- Task description -
Lay out everything from the line containing "Phrase -- dark shorts with logo" down to the final line below as a numbered list, leaving out any blank lines.

- Listed records -
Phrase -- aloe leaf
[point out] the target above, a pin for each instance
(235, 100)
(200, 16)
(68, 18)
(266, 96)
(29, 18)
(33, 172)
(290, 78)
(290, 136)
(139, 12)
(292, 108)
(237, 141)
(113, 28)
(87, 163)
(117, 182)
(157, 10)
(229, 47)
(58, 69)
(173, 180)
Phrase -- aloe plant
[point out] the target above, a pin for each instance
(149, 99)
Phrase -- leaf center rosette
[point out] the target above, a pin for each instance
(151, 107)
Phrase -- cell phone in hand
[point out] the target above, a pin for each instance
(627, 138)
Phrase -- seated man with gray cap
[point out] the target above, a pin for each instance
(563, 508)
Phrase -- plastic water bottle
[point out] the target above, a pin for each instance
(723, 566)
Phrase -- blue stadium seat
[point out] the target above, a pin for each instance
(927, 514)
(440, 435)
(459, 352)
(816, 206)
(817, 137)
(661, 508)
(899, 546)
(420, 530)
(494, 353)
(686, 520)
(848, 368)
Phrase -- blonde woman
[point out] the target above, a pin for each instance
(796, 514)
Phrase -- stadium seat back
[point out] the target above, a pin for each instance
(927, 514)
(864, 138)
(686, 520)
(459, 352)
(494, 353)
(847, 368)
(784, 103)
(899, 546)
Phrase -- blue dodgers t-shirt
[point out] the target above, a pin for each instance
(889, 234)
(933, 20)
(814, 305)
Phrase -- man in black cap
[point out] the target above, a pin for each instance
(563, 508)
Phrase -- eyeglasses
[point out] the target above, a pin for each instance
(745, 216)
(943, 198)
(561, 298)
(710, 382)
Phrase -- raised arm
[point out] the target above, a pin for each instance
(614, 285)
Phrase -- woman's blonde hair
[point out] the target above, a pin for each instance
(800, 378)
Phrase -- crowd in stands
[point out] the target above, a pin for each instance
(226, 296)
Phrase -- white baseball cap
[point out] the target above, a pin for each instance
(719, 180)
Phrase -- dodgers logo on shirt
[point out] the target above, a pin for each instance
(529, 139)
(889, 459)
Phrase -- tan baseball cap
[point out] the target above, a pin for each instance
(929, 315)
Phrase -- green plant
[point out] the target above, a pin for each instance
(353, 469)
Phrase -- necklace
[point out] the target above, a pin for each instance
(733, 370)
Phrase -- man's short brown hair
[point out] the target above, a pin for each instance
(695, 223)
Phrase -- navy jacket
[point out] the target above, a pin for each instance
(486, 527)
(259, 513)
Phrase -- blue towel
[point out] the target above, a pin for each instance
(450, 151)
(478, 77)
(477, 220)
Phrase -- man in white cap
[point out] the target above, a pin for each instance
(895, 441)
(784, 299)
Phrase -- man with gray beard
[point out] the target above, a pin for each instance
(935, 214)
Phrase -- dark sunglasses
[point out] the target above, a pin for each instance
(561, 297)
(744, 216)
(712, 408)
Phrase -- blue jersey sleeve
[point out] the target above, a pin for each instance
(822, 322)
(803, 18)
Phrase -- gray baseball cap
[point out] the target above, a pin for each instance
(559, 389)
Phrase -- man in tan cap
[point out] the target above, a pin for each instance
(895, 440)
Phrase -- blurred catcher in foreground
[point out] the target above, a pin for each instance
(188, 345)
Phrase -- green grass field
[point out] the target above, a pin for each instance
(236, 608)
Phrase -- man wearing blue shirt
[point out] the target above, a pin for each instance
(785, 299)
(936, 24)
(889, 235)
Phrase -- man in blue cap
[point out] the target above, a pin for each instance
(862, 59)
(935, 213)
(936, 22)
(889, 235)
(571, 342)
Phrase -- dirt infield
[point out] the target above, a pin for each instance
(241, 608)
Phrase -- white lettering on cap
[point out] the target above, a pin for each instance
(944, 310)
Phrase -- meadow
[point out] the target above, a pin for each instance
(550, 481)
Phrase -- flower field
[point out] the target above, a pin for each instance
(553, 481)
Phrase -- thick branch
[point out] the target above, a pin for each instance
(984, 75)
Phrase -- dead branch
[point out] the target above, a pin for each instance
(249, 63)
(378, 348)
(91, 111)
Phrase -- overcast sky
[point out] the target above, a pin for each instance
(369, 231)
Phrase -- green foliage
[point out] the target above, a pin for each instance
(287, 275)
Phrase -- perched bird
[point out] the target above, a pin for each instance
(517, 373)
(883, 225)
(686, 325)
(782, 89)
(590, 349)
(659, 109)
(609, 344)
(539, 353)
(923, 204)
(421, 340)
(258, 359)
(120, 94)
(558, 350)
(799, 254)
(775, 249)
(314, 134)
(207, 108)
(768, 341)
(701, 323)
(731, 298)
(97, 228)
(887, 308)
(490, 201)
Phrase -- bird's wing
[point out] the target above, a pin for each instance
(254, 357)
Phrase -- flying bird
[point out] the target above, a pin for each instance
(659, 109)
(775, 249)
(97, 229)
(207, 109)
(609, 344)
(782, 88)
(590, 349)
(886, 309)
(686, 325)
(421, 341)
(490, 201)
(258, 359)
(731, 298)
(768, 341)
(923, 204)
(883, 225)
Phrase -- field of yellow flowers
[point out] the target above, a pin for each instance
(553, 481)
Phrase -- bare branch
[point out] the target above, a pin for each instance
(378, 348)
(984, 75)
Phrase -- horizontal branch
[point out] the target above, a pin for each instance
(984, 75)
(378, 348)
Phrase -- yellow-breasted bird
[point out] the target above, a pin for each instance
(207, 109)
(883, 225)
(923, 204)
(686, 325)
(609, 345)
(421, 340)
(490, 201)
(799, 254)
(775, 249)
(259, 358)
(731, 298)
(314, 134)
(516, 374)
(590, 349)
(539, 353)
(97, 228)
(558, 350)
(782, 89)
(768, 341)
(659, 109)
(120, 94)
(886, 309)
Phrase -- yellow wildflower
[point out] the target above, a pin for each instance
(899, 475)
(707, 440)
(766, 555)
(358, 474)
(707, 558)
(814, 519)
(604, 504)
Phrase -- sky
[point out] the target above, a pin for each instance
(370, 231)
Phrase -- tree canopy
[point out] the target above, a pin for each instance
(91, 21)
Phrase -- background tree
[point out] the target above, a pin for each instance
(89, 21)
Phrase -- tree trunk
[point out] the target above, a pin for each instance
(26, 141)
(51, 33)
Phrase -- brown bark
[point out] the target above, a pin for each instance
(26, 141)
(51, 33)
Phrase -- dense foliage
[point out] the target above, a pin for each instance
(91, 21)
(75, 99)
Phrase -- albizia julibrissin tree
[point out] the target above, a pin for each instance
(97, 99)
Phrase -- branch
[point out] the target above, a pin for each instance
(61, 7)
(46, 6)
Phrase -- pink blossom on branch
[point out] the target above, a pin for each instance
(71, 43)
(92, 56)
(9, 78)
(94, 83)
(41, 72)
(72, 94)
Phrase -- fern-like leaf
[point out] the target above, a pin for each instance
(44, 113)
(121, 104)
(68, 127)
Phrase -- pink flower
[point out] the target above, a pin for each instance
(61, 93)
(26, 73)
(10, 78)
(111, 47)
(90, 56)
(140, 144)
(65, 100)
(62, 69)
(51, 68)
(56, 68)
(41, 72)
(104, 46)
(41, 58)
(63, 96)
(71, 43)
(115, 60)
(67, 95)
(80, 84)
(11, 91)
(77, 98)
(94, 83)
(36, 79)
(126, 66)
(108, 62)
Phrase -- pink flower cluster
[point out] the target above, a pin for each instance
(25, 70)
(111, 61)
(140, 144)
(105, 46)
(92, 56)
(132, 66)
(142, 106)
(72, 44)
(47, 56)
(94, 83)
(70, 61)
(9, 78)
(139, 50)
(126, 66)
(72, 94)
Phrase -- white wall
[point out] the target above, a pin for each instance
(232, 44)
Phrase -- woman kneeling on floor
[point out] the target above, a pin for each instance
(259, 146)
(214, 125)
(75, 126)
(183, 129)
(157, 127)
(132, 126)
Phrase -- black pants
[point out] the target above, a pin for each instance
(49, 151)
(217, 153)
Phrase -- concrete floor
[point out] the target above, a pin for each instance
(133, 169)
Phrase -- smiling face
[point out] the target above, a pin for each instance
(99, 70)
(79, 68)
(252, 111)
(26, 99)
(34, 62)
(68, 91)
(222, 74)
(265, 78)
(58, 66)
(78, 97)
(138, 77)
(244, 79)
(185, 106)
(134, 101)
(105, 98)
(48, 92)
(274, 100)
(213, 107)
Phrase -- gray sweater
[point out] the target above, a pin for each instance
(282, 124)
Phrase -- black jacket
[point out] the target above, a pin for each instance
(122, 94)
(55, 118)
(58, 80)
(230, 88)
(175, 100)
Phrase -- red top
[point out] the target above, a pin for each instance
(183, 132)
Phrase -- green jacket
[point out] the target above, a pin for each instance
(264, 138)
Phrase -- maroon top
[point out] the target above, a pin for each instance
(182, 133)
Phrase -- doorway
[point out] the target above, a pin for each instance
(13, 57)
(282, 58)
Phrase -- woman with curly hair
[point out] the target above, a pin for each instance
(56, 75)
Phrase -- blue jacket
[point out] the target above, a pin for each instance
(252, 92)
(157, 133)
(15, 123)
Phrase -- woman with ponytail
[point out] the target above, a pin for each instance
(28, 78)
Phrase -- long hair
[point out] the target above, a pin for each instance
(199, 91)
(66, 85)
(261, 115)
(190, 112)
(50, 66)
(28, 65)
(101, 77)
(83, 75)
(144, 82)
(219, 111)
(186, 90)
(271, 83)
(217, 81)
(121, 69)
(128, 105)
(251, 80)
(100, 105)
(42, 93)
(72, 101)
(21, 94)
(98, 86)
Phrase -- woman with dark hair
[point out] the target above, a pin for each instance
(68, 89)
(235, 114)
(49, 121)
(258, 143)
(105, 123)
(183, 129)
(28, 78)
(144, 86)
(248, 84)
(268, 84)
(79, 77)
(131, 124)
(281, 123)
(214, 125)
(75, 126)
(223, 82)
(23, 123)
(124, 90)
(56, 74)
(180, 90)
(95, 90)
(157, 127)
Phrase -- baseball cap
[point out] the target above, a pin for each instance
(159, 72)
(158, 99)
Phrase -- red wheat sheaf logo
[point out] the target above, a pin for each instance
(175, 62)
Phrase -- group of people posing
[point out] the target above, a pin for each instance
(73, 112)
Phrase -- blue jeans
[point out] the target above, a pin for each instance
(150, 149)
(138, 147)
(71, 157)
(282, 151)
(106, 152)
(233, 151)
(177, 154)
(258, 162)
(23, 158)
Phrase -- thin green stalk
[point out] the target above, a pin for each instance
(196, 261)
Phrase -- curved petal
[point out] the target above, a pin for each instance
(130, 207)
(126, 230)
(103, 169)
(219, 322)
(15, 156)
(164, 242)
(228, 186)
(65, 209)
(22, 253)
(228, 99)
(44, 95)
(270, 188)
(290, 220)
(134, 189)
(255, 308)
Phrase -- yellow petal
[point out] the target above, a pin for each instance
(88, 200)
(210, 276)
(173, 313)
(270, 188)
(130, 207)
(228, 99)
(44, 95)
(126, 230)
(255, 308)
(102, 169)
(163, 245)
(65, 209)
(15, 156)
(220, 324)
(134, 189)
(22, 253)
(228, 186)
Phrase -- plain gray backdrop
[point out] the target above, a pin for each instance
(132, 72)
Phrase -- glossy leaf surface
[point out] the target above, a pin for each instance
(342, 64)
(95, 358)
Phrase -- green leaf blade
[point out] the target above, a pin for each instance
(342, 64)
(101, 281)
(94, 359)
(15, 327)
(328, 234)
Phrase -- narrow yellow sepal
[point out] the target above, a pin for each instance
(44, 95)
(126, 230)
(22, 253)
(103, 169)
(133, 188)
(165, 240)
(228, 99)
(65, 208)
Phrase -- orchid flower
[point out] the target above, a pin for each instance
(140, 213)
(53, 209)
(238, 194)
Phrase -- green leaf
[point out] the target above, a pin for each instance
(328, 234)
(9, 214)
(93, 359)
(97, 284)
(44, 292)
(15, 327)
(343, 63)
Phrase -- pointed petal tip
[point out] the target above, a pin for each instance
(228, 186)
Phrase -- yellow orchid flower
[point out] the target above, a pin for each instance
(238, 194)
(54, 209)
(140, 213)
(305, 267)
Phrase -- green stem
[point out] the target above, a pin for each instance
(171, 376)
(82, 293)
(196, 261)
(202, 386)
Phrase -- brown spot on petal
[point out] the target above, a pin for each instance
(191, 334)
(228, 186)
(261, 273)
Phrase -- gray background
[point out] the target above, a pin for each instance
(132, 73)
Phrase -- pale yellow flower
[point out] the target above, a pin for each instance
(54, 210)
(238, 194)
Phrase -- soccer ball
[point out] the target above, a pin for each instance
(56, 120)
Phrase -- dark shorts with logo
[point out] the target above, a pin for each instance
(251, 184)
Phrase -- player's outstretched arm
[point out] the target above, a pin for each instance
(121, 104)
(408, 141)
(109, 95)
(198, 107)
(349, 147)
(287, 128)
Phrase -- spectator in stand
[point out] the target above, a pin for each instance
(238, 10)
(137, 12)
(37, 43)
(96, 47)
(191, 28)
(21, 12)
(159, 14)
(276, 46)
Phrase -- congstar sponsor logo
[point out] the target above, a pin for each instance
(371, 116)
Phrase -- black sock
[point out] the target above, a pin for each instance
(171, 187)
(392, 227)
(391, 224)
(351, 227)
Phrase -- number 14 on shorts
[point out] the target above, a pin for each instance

- Result of this exercise -
1. Phrase -- dark shorts with logo
2. [point out] the target above, a pin for each instance
3. (251, 184)
4. Phrase -- player's outstretched arm
5. [point out] the target above, a pin for each instance
6. (121, 104)
7. (408, 141)
8. (109, 95)
9. (198, 107)
10. (349, 147)
11. (287, 128)
12. Phrase -- spectator in stand
13. [point out] the target above, a pin for each instance
14. (238, 10)
15. (137, 12)
16. (37, 43)
17. (96, 47)
18. (191, 28)
19. (21, 12)
20. (159, 14)
21. (276, 46)
22. Phrase -- congstar sponsor logo
23. [point out] the target above, a pin for each instance
24. (371, 116)
25. Phrase -- black sock
26. [point out] the target above, a pin for each instance
27. (171, 187)
28. (392, 227)
29. (391, 224)
30. (351, 227)
31. Phrase -- number 14 on shorts
32. [point out] the target above, a pin for each instance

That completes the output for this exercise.